→ **STATED GOAL**
Print the lines below character for character, starting at the line that contains "the orange safety" and ending at the line that contains "Query: orange safety vest", with nothing else.

-- start DATASET --

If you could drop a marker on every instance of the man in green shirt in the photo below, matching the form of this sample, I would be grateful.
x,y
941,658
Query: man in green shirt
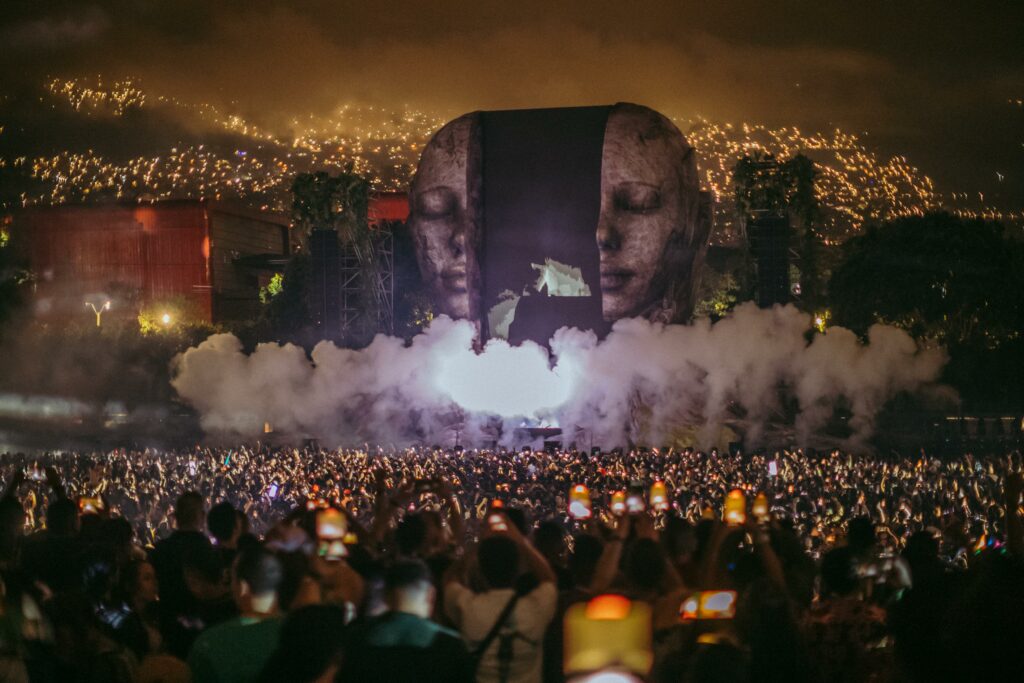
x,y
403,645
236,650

-- end DATASET --
-- start DATASET --

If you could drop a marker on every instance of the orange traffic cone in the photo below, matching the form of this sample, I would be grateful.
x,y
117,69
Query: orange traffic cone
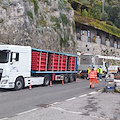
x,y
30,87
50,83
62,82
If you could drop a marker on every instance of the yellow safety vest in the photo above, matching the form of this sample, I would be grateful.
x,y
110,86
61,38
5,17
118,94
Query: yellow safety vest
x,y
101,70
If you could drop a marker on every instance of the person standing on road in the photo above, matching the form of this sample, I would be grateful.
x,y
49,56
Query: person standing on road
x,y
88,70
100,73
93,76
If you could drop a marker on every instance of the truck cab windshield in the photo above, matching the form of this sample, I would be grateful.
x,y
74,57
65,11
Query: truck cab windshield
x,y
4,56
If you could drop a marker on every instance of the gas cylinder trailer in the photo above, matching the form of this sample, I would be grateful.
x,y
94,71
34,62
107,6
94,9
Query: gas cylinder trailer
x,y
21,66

-- end DATASET --
-- start DATASET --

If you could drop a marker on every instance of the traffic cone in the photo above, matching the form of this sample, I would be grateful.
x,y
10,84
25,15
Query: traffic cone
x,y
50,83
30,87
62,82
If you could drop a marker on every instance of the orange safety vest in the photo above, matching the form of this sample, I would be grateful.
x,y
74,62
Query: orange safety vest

-- end DATASET --

→ **TASK ANSWER**
If you could drop a marker on every instance of the orange safety vest in the photo above, matching the form of this sample, I would be grateful.
x,y
74,62
Query: orange safety vest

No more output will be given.